→ **EXERCISE GOAL**
The records below are to be retyped in full. Keep every word.

[Opening MATERIALS PROVIDED section]

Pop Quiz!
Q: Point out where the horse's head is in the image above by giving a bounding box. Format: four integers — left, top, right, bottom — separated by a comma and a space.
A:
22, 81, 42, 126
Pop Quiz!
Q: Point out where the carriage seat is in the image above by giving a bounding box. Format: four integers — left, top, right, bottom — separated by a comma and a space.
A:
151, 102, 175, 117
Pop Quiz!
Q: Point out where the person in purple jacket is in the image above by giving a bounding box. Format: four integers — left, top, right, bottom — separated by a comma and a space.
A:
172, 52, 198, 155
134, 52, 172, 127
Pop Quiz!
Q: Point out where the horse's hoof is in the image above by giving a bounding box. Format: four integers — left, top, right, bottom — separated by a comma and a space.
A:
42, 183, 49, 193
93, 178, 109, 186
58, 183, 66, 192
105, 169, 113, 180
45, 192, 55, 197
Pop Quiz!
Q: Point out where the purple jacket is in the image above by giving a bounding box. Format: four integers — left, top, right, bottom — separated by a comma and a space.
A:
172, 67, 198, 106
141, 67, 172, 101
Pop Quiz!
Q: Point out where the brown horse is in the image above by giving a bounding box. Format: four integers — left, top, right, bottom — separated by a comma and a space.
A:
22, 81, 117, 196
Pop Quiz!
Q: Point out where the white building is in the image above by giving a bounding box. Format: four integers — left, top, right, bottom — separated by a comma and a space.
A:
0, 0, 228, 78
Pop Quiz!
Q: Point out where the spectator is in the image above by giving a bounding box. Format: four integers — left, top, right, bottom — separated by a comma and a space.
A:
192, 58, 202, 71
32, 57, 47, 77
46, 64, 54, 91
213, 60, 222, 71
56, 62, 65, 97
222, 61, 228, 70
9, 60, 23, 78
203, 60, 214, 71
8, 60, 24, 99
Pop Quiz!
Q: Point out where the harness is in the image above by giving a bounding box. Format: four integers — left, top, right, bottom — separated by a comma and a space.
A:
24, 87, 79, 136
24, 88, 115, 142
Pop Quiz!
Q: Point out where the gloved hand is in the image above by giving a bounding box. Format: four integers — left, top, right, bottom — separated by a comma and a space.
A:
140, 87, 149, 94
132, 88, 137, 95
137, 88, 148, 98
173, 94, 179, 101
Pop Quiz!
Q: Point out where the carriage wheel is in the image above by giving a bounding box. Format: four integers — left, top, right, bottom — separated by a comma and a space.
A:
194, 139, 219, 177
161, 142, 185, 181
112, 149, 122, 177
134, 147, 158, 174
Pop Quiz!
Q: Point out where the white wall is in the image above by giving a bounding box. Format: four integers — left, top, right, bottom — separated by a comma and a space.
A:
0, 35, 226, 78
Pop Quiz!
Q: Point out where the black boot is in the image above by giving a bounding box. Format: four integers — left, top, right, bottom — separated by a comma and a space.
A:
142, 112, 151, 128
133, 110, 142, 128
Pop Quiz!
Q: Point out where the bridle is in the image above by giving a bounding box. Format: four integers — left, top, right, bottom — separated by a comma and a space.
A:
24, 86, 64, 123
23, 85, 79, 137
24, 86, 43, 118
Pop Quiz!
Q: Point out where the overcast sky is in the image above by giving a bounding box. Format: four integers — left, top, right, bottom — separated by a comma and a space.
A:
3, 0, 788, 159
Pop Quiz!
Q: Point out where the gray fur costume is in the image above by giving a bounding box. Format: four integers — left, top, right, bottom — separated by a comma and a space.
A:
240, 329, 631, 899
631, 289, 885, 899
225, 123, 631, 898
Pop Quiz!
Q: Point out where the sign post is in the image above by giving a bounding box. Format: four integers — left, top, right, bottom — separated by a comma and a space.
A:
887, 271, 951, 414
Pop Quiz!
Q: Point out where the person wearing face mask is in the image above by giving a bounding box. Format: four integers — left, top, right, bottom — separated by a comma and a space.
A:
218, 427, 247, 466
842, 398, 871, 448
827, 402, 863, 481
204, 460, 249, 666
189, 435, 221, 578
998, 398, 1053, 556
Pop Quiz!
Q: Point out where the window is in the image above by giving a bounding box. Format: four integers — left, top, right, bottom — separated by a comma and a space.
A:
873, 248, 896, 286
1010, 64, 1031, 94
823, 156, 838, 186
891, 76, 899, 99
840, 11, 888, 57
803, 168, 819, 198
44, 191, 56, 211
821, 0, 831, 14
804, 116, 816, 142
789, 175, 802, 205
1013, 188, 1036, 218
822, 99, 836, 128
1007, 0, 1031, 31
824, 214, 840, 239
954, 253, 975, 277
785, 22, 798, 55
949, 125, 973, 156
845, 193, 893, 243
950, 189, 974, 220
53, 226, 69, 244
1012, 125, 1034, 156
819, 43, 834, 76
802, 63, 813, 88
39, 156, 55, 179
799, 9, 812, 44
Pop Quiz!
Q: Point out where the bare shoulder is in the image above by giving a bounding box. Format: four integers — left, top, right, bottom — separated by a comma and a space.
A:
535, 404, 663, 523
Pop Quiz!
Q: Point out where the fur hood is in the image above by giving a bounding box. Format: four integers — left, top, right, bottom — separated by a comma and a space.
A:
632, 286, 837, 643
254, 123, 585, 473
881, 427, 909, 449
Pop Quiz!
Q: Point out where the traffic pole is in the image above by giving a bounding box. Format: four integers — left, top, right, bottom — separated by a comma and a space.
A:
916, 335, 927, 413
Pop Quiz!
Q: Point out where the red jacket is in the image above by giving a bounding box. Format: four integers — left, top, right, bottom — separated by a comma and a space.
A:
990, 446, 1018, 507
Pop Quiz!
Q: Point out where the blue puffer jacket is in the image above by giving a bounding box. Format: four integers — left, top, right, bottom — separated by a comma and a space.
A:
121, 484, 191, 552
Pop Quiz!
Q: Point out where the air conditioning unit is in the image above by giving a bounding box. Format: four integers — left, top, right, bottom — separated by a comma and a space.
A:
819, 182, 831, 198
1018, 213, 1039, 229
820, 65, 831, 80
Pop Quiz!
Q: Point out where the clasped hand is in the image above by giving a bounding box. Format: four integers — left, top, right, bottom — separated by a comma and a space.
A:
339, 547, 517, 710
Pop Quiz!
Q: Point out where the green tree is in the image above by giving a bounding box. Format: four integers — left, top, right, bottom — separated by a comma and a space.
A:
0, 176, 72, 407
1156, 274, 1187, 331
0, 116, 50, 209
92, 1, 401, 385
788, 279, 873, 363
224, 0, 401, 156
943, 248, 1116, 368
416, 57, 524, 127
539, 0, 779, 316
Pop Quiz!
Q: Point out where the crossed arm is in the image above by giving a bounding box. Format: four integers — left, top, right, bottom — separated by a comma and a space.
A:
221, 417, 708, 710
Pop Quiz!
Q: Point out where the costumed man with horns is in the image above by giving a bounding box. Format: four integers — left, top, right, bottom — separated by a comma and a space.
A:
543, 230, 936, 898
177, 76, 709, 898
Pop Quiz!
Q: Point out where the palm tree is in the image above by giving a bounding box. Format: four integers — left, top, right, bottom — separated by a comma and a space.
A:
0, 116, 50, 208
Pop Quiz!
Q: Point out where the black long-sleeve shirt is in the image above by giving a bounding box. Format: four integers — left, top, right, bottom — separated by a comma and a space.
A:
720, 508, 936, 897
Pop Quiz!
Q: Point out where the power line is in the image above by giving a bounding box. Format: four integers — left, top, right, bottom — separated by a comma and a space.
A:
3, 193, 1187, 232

[Closing MATERIALS PROVIDED section]

→ **FINISHED EXERCISE**
Pop Quiz!
Q: Point out where the horse's head is in the image above by giving a bounding box. Format: four integers — left, top, right, bottom — separated by a comma and a space.
A:
22, 81, 42, 126
Pop Quiz!
Q: Point out where the carriage seat is in the image above by giving a bounding box. Format: four integers — left, top, right, bottom — separated by a comma and a space.
A:
151, 102, 175, 117
Pop Quiz!
Q: Point out where the person in purple jacket is in the image above by giving a bounding box. Format: four integers — left, top, right, bottom — separated by a comma and a space.
A:
172, 52, 198, 155
134, 52, 172, 127
Pop Quiz!
Q: Point out where the horse's hoof is in the image above by giving a bounding box. Format: four integers — left, top, right, bottom — separated by a comma and a space.
A:
42, 183, 49, 193
93, 178, 109, 186
58, 183, 66, 192
105, 169, 113, 180
45, 192, 55, 197
Pop Quiz!
Q: Point out where the purple jacket is in the image above by giving a bounding box. Format: four integers — left, top, right, bottom — separated by a comma and a space.
A:
172, 67, 198, 106
141, 67, 172, 101
Pop Quiz!
Q: Point out where the brown horse is in the image above by giving a bounding box. Format: four integers — left, top, right, bottom — separated by a comma and a space.
A:
22, 81, 117, 196
Pop Quiz!
Q: Point out where the white building is in the image above by giving a bounding box. Format: four integers — left, top, right, bottom — separated by a comma and a space.
A:
0, 0, 228, 78
Pop Quiz!
Q: Point out where the spectator is in the image above by giving a bounding box. Format: four integers — left, top, right, bottom — separated by a comma and a space.
A:
192, 58, 202, 71
32, 57, 47, 77
46, 64, 54, 91
213, 60, 222, 71
56, 62, 65, 97
222, 61, 228, 70
9, 60, 23, 78
203, 60, 214, 71
8, 60, 24, 99
Pop Quiz!
Q: Point out where the harness is in the image above by giving a bounding box. Format: four integers — left, top, right, bottom — separated by a comma and a space.
A:
24, 87, 79, 136
24, 88, 115, 142
Pop Quiz!
Q: Point out where the gloved hand is in the image above by giving a bounding box. Format: four integers — left, top, right, bottom — separated by a comma and a space.
A:
140, 87, 149, 94
132, 88, 137, 95
137, 88, 148, 98
173, 94, 179, 101
Pop Quiz!
Q: Point out where the carriage wheel is in the image above by giving a bounding box. Format: four integers — left, top, right, bottom — separated by a comma and a space.
A:
194, 139, 219, 177
161, 142, 185, 181
112, 149, 122, 177
134, 147, 158, 174
Pop Quiz!
Q: Point out where the white wall is in the image above by giving a bounding box. Format: four integers — left, top, right, bottom — separated by a comma and a space.
A:
0, 35, 226, 78
Pop Quiz!
Q: Point out where the black boot is in the image above by giving a bounding box. Format: four integers — left, top, right, bottom — separated by a comma and a space.
A:
142, 112, 151, 128
133, 110, 142, 128
Pop Quiz!
Q: Point out where the bridle is in the image above by giving a bounding box. Format: four integers — left, top, right, bottom — separated by a comma and a space.
A:
24, 86, 64, 123
23, 85, 79, 137
24, 86, 43, 118
Pop Quiz!
Q: Point out where the overcast sky is in the image above by giving a bounding box. Format: four integers — left, top, right, bottom — separated by a comma and a space.
A:
3, 0, 788, 159
Pop Quiz!
Q: Point out where the gray fur costume is in the image above by giving a bounding box. Format: four integers — left, top, right, bottom — separated by a comma and a space.
A:
240, 329, 631, 899
631, 289, 885, 899
225, 123, 631, 898
Pop Quiz!
Q: Point out where the sign post is in the image above by giving a bounding box. Format: four integers — left, top, right, bottom — separated by a comma and a space.
A:
887, 271, 951, 414
Pop Quiz!
Q: Point out where the person wearing face mask is in the image above by giving a bounding box. Format: four integers — left, top, right, bottom — separated by a comma and a space.
A:
218, 427, 247, 466
842, 398, 871, 448
827, 402, 863, 481
204, 460, 249, 666
189, 435, 221, 578
998, 398, 1053, 556
Pop Quiz!
Q: Point out where the window is in the image above by giving a bounding box. Format: four integers — left, top, right, bottom — separated by a comma and a space.
A:
873, 248, 896, 286
1010, 64, 1031, 94
823, 156, 838, 186
891, 76, 899, 99
840, 11, 888, 57
803, 168, 819, 198
44, 191, 56, 211
821, 0, 831, 14
804, 116, 816, 142
789, 175, 802, 205
1013, 188, 1036, 218
822, 99, 836, 128
1007, 0, 1031, 31
824, 214, 840, 239
954, 253, 975, 277
785, 22, 798, 55
949, 125, 973, 156
845, 193, 893, 243
950, 189, 974, 220
53, 226, 69, 244
1012, 125, 1034, 156
819, 43, 834, 76
802, 63, 813, 88
39, 156, 55, 179
799, 9, 812, 44
Pop Quiz!
Q: Point out where the bare shoulder is in the image above by giving a bounding box. Format: four integers — left, top, right, bottom — separated by a comma and a space.
A:
535, 404, 663, 523
Pop Quiz!
Q: Point out where the fur hood is in the image above by giving a bounding box. Format: four integers — left, top, right, bottom — separated by a comma and a space.
A:
632, 286, 837, 643
254, 123, 585, 473
881, 427, 909, 449
Pop Quiz!
Q: Point out where the traffic pole is in the image above by giving a bounding box. Format: four integers — left, top, right, bottom — separated by a comma and a space.
A:
916, 335, 927, 413
Pop Quiz!
Q: Point out where the red jacket is in the image above by giving a bounding box. Format: four integers — left, top, right, bottom — separated by a comma and a space.
A:
990, 446, 1018, 507
Pop Quiz!
Q: Point out where the blue puffer jacket is in the image above by giving a bounding box. Format: four integers — left, top, right, bottom — separated by a comma and a space.
A:
121, 484, 191, 552
Pop Quiz!
Q: Point out where the air conditioning unit is in the image above by giving a bounding box. Format: four integers — left, top, right, bottom — separated by a comma and a space.
A:
819, 182, 831, 198
1018, 213, 1039, 229
820, 65, 831, 80
Pop Quiz!
Q: Point out where the clasped hand is in the image above by giving a bounding box. Format: four integers — left, top, right, bottom — separated by a comma and a space.
A:
339, 547, 517, 710
Pop Quiz!
Q: Point out where the green tree is in the image above by giving a bounding box. Format: four integers — left, top, right, bottom — separated by a comma and a space.
A:
0, 176, 72, 407
1156, 274, 1187, 331
0, 116, 50, 209
92, 1, 401, 385
788, 279, 873, 363
224, 0, 401, 156
943, 248, 1116, 368
416, 57, 524, 127
539, 0, 779, 316
Pop Quiz!
Q: Point out where the crossed arm is in the image above by giving a bounding box. Format: four integers — left, top, right, bottom — separated by a comma and a space.
A:
221, 417, 708, 710
Pop Quiz!
Q: Point out where the costumed man with horns is in the image above by giving a bounding box. Format: four integers — left, top, right, bottom — separated by a comma and a space.
A:
543, 230, 936, 898
177, 76, 709, 898
Pop Quiz!
Q: Point out where the palm tree is in the image above by giving a bounding box. Format: four integers — left, top, right, bottom — separated by a comma and a space.
A:
0, 116, 50, 208
Pop Quiz!
Q: Point out where the black long-sleeve shirt is in the image above by giving a bounding box. Format: four integers — left, top, right, bottom — separated by a comma and a space.
A:
720, 508, 936, 897
Pop Quiz!
Q: Point out where the power line is in the image above by giving a bounding box. Format: four integers — left, top, right, bottom — separated by a comma and a space.
A:
3, 193, 1187, 232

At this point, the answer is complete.